_Task_. Omit all pictures. Copy exactly the lines from the line containing "the knife handle?" to the end of the listing, with both ends included.

Coordinate annotation records:
— start —
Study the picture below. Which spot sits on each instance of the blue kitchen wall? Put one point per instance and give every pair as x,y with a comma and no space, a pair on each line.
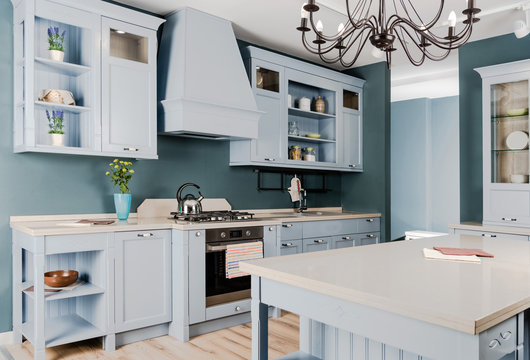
34,183
370,190
497,50
425,165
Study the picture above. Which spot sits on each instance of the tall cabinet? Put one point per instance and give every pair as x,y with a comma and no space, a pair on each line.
505,102
109,68
334,133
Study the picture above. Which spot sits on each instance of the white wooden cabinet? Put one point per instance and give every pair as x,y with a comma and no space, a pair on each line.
112,78
505,102
142,279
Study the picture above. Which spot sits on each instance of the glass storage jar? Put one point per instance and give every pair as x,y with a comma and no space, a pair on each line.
295,152
309,154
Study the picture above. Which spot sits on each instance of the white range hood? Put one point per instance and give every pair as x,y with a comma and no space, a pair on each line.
203,87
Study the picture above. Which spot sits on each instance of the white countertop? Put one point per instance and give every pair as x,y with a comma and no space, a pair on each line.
395,277
65,224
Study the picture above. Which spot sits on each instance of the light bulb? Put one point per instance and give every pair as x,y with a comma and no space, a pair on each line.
303,13
320,26
340,29
452,19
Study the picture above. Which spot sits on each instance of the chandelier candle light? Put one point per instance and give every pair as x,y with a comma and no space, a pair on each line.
404,24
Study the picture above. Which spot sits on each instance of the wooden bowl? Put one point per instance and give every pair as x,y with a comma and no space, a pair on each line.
60,278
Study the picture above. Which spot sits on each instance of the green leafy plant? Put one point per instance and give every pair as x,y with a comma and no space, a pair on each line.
120,174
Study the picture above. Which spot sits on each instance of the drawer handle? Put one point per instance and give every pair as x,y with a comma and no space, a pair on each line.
506,335
494,343
145,235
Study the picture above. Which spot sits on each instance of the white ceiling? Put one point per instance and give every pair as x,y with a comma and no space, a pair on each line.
272,23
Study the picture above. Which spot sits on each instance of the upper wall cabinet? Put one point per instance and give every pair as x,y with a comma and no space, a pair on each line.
95,92
505,103
312,116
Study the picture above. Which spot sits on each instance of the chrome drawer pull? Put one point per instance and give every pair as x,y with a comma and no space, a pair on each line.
145,235
506,335
489,235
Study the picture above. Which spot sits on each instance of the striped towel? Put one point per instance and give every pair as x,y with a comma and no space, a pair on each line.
240,252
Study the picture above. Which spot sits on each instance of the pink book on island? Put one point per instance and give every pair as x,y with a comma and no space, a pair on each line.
462,252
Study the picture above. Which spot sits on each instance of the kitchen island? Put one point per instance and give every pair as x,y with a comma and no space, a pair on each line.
387,302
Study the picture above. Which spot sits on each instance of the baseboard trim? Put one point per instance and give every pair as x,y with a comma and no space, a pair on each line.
6,338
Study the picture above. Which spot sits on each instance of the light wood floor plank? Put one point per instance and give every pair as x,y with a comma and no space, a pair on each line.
228,344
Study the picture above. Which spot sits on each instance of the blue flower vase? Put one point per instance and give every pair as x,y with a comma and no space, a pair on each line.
122,203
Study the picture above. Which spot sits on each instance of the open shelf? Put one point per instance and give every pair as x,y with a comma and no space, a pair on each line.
309,114
71,108
63,330
82,290
59,67
308,139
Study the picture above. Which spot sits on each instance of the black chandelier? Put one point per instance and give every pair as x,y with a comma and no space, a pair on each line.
413,33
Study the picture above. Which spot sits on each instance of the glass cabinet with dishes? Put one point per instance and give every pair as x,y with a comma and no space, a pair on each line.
506,158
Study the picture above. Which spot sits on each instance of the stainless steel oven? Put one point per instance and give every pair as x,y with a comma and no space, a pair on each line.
219,288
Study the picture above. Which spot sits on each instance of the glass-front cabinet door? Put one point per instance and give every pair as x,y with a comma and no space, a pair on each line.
505,102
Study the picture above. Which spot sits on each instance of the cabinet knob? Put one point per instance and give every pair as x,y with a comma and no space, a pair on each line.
145,235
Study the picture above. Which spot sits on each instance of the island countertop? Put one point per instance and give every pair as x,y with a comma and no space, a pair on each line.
395,277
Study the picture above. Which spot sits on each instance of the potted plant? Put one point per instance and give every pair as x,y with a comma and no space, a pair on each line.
120,174
55,122
56,40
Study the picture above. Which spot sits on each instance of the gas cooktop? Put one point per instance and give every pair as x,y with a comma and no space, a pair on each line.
206,216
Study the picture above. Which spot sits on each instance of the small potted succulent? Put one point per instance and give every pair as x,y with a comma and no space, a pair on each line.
56,41
120,174
55,122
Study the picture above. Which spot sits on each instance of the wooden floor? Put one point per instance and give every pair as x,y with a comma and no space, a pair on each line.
230,344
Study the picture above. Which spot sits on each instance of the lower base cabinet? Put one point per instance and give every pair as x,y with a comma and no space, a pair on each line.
142,279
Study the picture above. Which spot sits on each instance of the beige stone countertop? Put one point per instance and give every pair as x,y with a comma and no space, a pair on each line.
66,224
395,277
478,226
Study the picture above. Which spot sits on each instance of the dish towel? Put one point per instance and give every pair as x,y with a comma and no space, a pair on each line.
241,252
436,255
462,251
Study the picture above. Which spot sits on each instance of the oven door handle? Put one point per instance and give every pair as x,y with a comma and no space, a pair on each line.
221,246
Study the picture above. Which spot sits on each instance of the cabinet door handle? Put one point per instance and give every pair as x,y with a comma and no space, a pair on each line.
145,235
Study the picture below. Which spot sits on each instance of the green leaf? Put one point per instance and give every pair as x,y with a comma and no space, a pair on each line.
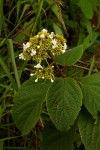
86,8
89,40
89,131
28,104
91,93
71,56
1,15
64,99
54,139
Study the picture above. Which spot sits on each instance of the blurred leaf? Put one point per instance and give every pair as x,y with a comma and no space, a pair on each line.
6,70
89,131
71,56
54,139
86,8
64,99
28,104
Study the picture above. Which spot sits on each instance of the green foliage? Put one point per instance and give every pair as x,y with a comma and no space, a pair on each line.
89,131
71,56
86,8
56,139
91,95
71,99
64,100
27,105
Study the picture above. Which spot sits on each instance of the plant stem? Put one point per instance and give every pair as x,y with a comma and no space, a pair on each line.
57,66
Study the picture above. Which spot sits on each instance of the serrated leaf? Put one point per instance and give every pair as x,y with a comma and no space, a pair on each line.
64,99
89,131
54,139
71,56
28,104
91,93
86,8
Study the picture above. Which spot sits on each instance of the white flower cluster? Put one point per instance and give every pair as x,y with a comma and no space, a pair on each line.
38,48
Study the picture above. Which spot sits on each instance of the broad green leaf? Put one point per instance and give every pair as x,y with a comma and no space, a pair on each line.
71,56
86,8
89,40
89,131
91,93
28,104
64,99
54,139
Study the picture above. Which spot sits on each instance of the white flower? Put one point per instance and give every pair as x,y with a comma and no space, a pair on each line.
38,66
42,36
51,35
44,30
21,56
38,46
36,80
52,80
33,52
25,46
31,74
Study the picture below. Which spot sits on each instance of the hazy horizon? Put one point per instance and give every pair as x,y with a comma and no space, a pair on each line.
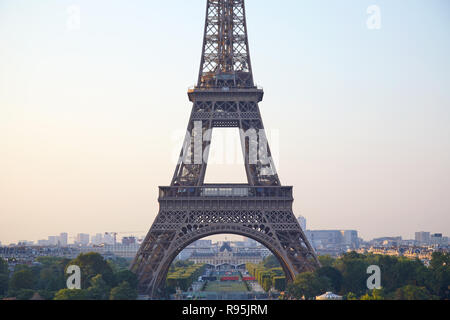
91,114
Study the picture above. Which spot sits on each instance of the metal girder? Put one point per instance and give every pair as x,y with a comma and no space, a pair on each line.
190,210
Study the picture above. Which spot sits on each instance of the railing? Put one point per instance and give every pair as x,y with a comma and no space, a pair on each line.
225,191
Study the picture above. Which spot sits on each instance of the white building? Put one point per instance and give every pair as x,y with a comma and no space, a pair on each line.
82,238
423,238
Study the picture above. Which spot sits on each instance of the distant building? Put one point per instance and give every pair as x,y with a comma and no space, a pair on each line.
438,239
63,239
227,256
423,238
329,296
302,222
109,239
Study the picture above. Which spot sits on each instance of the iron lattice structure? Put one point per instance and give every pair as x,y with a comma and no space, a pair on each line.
225,96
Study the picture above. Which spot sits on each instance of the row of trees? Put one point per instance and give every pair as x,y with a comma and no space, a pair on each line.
182,274
401,278
268,274
100,279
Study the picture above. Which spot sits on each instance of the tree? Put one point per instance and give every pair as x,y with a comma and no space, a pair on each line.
334,275
271,262
98,290
92,264
440,277
4,279
326,260
3,267
68,294
123,292
22,279
410,292
309,285
353,268
351,296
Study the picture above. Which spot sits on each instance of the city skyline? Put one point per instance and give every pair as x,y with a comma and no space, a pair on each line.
363,131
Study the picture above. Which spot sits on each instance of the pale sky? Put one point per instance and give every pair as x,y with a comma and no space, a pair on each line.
91,117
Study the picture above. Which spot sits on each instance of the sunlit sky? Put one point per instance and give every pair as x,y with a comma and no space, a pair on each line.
91,117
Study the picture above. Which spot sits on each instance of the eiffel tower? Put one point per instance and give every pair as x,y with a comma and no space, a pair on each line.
225,97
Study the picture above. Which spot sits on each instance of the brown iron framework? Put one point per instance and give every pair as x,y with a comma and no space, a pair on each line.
225,96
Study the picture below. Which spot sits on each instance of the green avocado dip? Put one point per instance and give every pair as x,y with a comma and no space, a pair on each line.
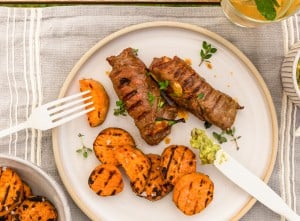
207,148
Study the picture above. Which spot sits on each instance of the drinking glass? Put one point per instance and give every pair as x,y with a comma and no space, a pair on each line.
245,13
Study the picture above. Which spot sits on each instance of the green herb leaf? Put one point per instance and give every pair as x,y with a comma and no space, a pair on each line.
83,150
151,98
120,110
207,125
206,52
161,103
231,132
163,85
219,137
267,8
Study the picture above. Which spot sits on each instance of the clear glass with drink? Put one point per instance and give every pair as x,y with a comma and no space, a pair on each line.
253,13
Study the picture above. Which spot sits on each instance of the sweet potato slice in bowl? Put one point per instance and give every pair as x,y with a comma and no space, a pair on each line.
100,99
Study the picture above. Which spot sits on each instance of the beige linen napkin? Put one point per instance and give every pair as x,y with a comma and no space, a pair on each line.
39,47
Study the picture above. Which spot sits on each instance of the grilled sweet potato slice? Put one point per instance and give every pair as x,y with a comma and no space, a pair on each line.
156,187
27,190
193,192
137,167
108,141
176,161
11,190
100,99
35,208
106,180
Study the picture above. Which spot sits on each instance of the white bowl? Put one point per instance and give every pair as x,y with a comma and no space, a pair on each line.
288,74
40,182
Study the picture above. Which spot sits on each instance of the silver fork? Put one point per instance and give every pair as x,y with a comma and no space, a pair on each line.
54,113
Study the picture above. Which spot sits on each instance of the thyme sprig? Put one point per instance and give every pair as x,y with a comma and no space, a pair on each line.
221,137
206,52
120,110
84,150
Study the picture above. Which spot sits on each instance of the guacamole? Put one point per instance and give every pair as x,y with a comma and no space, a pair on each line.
207,148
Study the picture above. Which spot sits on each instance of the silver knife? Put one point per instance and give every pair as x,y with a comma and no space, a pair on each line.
246,180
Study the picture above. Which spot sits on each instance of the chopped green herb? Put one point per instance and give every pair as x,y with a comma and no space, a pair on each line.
231,132
163,85
207,148
151,98
84,150
170,121
220,137
161,103
267,8
206,52
200,96
120,110
207,124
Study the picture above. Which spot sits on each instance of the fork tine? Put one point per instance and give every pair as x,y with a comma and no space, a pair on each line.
66,112
71,117
65,99
66,105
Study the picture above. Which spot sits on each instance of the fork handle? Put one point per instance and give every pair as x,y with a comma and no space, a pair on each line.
13,129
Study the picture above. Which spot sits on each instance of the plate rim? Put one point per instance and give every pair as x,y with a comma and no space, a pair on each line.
196,29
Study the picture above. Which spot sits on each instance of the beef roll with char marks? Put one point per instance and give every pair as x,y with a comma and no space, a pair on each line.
190,91
141,96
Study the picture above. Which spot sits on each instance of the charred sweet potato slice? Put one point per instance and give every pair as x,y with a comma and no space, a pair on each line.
193,192
27,190
106,180
108,141
35,208
176,161
100,99
156,187
11,190
137,167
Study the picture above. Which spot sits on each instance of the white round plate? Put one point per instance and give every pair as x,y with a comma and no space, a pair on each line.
231,73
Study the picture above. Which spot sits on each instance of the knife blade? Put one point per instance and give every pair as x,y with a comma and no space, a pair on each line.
297,132
250,183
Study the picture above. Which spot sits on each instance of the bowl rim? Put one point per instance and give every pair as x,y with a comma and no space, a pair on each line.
52,182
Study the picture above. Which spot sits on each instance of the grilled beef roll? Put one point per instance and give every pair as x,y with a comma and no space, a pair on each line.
190,91
141,96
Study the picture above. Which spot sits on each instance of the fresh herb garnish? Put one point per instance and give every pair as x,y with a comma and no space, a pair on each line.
231,132
161,103
151,98
207,124
200,96
220,137
120,110
170,121
206,52
267,8
84,149
163,85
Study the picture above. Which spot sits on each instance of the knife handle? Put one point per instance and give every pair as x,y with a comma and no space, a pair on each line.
255,187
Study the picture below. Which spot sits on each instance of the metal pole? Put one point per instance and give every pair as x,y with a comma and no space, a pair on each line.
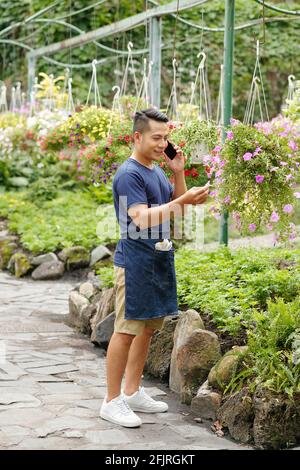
227,93
155,57
31,72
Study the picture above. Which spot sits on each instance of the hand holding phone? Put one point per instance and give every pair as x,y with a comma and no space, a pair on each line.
170,151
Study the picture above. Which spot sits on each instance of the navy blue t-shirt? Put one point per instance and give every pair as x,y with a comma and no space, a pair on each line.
134,184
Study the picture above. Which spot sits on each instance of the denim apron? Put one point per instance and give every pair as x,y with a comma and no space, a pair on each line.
150,280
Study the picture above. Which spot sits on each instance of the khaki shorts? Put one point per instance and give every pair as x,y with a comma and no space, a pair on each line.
131,327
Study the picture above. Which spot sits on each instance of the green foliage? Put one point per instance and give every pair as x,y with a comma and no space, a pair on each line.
— end —
_Written solution_.
Study the picture above. Which spot sits on each instance of the knife handle? Put one point per instance and give every pair as x,y with a comma and no space, a pair on each line.
255,187
Study the picture below. Which spot sits on each instance of the metal pole? Put one point per instance and give every pair as x,y with a comma and no space, a pair on each line.
227,93
155,57
31,72
Study the picture above. Which spot sits on each instance of the hand holding phone? Put one point per instance and give every pair as x,y with a comma and no space, a pair on each line.
170,151
Study the picture above. Which spot sits on each instance of the navy blue t-shirt? Put one point per instance and give every pair as x,y with a comma and no space, a pair on each line.
134,184
Study the picture above. Which spot sits on each instance of the denim apron? Put one point per instance and give every pair as x,y with a comma and no space, a pair on each line.
150,280
Study the picture above. Which spot sits on each instance of the khaki shorts? Put one point per instance and give every pair as x,y with a comma and no space, a pair on each line.
131,327
Study the picture above. Which spot sits on each instance of the green foliage? Put one point per instance and give every pair as x,y with a comma and no space, a pair on each line.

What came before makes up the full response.